**PASSAGE PROVIDED**:

/---

Growing up on Belfast’s Falls Road was no preparation for life as a film star, and yet the actor Martin McCann pulls off the role of the U2 frontman

When Martin McCann finished auditioning for the role of a teenage Bono, director Nick Hamm told him “it’s good, it’s close, it’s not perfect”. Apart from height, it is difficult to find similarities between the 27-year-old Belfast actor and the U2 front man. McCann’s lyrical, northern inflections contrast with Bono’s mild Dublin lilt, and his jaw and frame are too narrow. The actor’s eyebrows aren’t right either, and his hair is humdrum compared with the styles of Bono’s early days.

Even McCann couldn’t see it — nobody had ever said he looked like Bono — but Hamm gave him the part right there in the audition room. It turned out to be a venerable act of directorial vision. McCann acquired a wig and sunglasses for the film Killing Bono, and perfected the musician’s accent, soft-spoken manner and smile — the actor’s grin is particularly good. In fact, the performance is so plausible it almost seems like bad acting, and begins to feel more like a cameo from a singer than a meaty role written for an actor.

However you look at it, McCann did a good job. He prepared for the role by studying U2’s early material — he was a fan anyway — and talked to people who knew the singer when he was still Paul Hewson, including Ian Flooks, a friend and former U2 agent. Yet McCann was careful to remain an actor and not a mimic.

\---

**AIM A**: Please rewrite the Martin McCann article from "However you look" through "not a mimic.", replacing "a fan anyway" with "a longtime fan".
**AIM B**: Extend the Martin McCann article past its final sentence.
These entries have no connection to the Martin McCann article.

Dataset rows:
/---

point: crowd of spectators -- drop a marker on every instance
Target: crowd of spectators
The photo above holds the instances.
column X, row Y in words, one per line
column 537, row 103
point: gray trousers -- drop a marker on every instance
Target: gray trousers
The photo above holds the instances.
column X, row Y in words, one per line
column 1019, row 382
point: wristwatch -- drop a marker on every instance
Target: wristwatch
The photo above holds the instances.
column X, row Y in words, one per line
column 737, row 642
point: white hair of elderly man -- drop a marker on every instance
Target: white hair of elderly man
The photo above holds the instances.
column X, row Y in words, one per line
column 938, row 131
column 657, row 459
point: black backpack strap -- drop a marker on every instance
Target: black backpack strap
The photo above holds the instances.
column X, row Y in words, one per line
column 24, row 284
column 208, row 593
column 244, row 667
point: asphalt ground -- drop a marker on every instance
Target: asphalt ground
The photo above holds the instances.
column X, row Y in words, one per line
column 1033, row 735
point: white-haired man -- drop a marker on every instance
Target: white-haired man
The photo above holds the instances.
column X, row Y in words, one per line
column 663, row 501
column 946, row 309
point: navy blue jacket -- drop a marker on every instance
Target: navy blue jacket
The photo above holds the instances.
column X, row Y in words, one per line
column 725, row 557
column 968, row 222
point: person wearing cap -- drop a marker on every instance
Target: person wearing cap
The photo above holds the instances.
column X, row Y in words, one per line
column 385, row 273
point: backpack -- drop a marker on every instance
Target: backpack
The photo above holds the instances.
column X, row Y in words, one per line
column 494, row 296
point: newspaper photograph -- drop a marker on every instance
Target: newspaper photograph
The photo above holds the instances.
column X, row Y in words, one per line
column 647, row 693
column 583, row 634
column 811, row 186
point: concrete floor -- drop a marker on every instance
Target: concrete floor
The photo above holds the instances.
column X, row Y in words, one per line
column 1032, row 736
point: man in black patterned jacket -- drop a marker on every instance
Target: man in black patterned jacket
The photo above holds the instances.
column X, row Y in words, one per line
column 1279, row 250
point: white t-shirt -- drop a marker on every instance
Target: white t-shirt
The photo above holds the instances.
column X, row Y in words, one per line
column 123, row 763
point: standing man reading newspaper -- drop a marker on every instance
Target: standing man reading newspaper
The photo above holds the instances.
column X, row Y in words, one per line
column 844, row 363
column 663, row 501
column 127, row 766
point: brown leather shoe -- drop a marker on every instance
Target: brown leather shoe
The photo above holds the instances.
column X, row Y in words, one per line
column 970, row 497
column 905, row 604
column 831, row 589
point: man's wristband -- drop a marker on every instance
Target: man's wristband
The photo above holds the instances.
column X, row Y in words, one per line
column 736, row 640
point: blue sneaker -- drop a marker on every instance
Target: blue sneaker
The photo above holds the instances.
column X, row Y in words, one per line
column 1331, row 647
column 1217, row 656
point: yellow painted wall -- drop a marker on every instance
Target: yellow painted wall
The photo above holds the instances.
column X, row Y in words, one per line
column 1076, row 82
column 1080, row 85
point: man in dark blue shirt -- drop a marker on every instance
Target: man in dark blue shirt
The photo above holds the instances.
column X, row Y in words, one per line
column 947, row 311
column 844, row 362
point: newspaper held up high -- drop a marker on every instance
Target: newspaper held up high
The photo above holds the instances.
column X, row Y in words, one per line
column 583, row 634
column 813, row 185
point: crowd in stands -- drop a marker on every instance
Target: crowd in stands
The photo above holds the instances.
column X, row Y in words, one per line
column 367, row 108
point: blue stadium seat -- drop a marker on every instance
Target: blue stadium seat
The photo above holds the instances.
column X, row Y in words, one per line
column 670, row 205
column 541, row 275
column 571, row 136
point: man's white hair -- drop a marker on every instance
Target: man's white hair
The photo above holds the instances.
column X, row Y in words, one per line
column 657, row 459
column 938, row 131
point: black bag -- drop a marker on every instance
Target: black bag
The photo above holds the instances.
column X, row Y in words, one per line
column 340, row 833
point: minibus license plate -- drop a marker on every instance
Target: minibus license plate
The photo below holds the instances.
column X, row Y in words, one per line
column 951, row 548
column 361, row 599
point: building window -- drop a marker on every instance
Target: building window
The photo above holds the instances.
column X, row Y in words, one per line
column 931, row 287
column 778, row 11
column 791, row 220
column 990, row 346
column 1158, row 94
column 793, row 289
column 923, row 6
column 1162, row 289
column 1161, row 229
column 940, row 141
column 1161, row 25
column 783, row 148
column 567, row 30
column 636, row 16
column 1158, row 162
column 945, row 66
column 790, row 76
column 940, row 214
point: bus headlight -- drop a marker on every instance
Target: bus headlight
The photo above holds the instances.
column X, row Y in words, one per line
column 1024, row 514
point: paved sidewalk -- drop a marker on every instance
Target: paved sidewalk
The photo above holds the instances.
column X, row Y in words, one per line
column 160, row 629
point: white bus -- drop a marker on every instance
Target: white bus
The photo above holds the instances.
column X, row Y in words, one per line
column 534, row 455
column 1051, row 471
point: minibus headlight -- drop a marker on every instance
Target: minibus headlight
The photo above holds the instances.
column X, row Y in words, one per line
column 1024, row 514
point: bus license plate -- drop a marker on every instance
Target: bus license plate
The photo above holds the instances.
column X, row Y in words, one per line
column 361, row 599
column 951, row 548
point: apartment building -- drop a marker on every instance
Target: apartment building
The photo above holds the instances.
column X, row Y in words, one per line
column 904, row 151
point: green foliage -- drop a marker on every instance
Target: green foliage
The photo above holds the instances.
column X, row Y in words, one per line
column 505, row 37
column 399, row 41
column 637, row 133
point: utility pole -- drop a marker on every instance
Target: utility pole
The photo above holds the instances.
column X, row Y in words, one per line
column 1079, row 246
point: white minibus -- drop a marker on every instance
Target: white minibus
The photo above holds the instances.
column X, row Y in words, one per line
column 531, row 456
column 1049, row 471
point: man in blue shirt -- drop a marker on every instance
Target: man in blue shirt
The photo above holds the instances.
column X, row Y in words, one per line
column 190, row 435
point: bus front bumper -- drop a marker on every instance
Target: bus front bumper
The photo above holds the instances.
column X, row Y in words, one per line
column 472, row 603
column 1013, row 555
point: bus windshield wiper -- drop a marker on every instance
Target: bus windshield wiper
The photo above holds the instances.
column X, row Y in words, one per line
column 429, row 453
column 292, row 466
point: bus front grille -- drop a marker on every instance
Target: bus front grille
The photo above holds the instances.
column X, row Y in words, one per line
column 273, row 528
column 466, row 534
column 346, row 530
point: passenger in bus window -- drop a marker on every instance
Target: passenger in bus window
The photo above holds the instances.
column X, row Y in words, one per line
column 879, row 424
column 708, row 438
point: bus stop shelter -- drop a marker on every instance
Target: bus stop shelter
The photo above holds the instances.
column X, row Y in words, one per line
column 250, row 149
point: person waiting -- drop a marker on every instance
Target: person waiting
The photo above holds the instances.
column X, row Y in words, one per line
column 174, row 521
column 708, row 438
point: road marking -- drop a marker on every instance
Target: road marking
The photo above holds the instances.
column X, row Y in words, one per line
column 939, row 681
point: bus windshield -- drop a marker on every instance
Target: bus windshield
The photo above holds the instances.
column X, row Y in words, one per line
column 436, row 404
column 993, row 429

\---

**EXERCISE RESPONSE A**:
However you look at it, McCann did a good job. He prepared for the role by studying U2’s early material — he was a longtime fan — and talked to people who knew the singer when he was still Paul Hewson, including Ian Flooks, a friend and former U2 agent. Yet McCann was careful to remain an actor and not a mimic.

**EXERCISE RESPONSE B**:
Killing Bono is based on a true story about two brothers who attended the same secondary school as U2 and tried to start their own band. The McCormick brothers, played by Robert Sheehan of E4’s Misfits and the Chronicles of Narnia star Ben Barnes, were doomed to strum forever in the shadow of their successful classmates. Neil McCormick, now a music journalist, originally told the story in the book I Was Bono’s Doppelgänger, but it was the U2 singer who came up with the movie title, saying: “I know a few people who would wear that on a T-shirt.”

“Bono has seen it and liked it,” says McCann. “Nick Hamm said he sent me his thanks. I haven’t met Bono in the flesh yet but [the band] liked it. They were happy. I just wanted him to be a young, normal guy. There are a lot of ideas about who or what Bono is. Anyone I’ve spoken to, who knows him directly, says he was just a nice, intelligent young man.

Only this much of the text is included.